_Page excerpt_.
The Angle

The Angle: Sympathy for Jeb Edition

Slate’s daily newsletter on the decency of Jeb Bush, the Best Picture contenders, and a captivating #teenmeme. 

Jeb Bush speaks to an audience of voters on Wednesday in Beaufort, South Carolina. 

Spencer Platt/Getty Images

Hello! Welcome back to the Newsletter Once Known as “Today in Slate.” In its new form, the Angle will share the most interesting ideas about the news each day, highlighting thought-provoking pieces from Slate as well as other fascinating stories from around the Web. 

Seth Stevenson wrote an eloquent elegy for Jeb Bush’s excruciating-to-watch presidential campaign. “I spotted Jeb as a fellow introvert right from the start. Shy recognize shy. It must have been a singular torture to campaign for president with this personality suite,” Stevenson writes. (At Vox, Dara Lind rounded up the saddest moments in Bush’s 2015–16 run; this is not an easy list to read.) 

But Jeb! had more to offer than pathos, and the fact that his gifts went unrecognized doesn’t say good things about our political scene, Stevenson argues.

_Records shown_.
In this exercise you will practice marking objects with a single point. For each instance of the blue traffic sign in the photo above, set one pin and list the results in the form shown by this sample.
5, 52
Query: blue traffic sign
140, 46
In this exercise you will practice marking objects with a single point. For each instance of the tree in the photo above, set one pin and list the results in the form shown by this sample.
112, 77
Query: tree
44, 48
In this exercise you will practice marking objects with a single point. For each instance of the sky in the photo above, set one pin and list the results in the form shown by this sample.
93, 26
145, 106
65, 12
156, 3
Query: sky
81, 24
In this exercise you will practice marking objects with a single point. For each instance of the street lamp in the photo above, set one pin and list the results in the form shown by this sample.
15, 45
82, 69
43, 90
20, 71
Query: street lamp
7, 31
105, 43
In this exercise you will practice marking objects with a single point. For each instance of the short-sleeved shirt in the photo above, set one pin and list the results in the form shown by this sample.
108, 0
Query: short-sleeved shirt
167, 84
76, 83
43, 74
* * *
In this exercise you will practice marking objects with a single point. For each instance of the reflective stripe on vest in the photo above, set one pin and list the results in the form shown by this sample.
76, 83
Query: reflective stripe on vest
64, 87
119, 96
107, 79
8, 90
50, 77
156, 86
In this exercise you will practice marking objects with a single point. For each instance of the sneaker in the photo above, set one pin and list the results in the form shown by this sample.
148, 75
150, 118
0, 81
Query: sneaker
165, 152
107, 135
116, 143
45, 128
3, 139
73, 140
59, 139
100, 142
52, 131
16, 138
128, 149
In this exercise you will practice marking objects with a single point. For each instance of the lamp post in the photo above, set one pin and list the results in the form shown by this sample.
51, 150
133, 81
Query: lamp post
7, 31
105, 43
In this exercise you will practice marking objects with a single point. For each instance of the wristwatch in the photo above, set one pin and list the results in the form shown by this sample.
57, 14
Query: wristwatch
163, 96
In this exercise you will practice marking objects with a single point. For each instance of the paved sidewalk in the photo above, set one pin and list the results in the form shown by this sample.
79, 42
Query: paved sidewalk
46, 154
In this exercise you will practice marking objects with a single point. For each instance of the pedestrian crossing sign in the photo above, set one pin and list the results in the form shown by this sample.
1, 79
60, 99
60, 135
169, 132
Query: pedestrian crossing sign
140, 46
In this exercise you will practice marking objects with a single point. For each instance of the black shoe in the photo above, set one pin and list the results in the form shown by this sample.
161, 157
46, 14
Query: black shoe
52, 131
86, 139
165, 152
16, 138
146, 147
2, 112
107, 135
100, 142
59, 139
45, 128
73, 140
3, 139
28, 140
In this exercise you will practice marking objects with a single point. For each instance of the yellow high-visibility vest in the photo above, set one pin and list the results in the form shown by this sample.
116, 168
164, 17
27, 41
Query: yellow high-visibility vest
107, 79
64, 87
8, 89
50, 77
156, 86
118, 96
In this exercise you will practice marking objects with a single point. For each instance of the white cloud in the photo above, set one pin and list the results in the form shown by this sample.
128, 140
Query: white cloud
--
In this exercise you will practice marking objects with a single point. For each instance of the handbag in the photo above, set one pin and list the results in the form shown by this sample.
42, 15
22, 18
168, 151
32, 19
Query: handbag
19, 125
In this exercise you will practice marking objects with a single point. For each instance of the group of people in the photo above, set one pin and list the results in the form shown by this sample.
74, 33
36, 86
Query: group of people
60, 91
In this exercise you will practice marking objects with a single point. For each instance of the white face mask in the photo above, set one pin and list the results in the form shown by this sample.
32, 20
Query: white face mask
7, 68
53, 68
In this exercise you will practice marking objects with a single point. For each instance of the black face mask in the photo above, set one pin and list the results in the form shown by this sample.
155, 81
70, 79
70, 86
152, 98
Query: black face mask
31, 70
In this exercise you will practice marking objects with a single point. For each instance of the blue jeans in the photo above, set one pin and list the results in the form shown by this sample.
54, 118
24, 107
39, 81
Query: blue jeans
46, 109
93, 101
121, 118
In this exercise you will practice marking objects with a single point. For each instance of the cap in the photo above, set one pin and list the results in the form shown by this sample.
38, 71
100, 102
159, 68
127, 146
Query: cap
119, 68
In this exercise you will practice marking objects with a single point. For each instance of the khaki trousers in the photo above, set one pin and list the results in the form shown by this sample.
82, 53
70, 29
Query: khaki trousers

_Directions_.
• A. Rewrite the passage of the Slate newsletter excerpt from "The Angle: Sympathy" up to and including "around the Web.", substituting "Bush" for "Jeb Bush".
• B. Pick out and copy each line of the entries that contains the string "street".

_Solved problems_.
• A.
The Angle: Sympathy for Jeb Edition

Slate’s daily newsletter on the decency of Bush, the Best Picture contenders, and a captivating #teenmeme. 

Bush speaks to an audience of voters on Wednesday in Beaufort, South Carolina. 

Spencer Platt/Getty Images

Hello! Welcome back to the Newsletter Once Known as “Today in Slate.” In its new form, the Angle will share the most interesting ideas about the news each day, highlighting thought-provoking pieces from Slate as well as other fascinating stories from around the Web.

• B.
In this exercise you will practice marking objects with a single point. For each instance of the street lamp in the photo above, set one pin and list the results in the form shown by this sample.
Query: street lamp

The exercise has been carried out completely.